Medicare Unveils Physician Payment Rule
HDM Breaking News, July 1, 2009
Medicare is proposing simplified reporting requirements for the Electronic Prescribing Incentive Program and the Physician Quality Reporting Initiative in a proposed rule setting the Medicare Physician Fee Schedule for calendar year 2010.
In addition, the proposal would add more measures for physicians to report under the PQRI pay-for-performance program, enable data submission from an electronic health records system, and create a process to ease group practice reporting of quality measures.
The Centers for Medicare and Medicaid Services issued the proposed rule today and will publish it July 13 in the Federal Register. CMS will accept public comment though Aug. 31 and publish a final rule by Nov. 1. The revised physician payment system would be effective on Jan. 1, 2010. The proposed rule is available at federalregister.gov/inspection.aspx#special.
Based on current data, CMS is projecting an overall Medicare rate reduction for physicians of 21.5% in 2010. The agency and Congress annually take a number of actions to prevent or minimize reductions.
In the proposed rule, CMS takes several steps to increase certain payments, in part, with a carrot-and-stick approach. For instance, CMS is proposing to stop paying for "consultation" codes typically billed by specialists at a higher rate than equivalent "evaluation and management" services. "Practitioners will use existing E/M service codes when providing these services instead," according to the agency. "Resulting savings would be redistributed to increase payments for the existing E/M services."

_Activity_
Resume the news item on the proposed Medicare physician payment rule, starting right after its last sentence.

Dataset entries
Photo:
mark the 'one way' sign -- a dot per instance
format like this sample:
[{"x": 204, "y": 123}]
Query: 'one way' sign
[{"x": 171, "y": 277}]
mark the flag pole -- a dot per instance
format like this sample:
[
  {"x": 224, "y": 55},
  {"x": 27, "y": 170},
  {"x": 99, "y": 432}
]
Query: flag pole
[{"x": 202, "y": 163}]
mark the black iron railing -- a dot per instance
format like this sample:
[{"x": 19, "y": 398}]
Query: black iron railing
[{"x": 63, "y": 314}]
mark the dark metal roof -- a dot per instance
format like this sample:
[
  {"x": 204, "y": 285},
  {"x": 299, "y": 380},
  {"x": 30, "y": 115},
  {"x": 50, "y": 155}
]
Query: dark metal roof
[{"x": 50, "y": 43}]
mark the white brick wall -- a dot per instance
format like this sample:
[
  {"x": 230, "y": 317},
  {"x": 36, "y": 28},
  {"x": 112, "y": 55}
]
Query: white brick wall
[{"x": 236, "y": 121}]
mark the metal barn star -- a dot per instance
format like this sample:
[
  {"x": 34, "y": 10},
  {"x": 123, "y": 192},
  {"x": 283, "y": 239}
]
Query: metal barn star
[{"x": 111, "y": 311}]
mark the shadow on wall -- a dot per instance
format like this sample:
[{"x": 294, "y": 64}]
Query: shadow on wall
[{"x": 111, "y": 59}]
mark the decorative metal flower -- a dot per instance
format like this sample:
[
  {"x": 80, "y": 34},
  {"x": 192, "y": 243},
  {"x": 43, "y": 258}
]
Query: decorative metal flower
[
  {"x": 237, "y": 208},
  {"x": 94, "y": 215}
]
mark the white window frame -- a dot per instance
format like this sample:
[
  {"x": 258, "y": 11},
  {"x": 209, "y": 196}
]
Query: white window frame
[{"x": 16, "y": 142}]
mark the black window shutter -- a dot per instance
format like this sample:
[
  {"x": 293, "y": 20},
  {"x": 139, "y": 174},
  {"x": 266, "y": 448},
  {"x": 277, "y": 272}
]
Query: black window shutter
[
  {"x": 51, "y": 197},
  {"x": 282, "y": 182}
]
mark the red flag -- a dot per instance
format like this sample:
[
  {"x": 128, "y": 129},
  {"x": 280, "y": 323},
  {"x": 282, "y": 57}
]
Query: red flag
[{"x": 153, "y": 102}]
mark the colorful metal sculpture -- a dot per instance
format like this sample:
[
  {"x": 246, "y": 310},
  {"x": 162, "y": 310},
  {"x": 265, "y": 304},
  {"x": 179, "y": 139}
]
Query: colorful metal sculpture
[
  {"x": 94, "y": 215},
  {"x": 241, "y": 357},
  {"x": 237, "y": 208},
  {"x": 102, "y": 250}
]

_Response to this task_
CMS also is proposing to remove physician-administered drugs from the definition of "physician services," an action the American Medical Association applauds. "The AMA has been calling for this action since 2002 so that Congress can afford to repeal the flawed Medicare physician payment formula," according to the Chicago-based association. "We are very pleased that the Obama administration agrees with the AMA that drugs do not belong in the physician payment formula. President Obama, HHS Secretary Sebelius and White House Health Reform Director DeParle clearly understand that fixing the Medicare payment formula once and for all is fundamental to comprehensive health reform."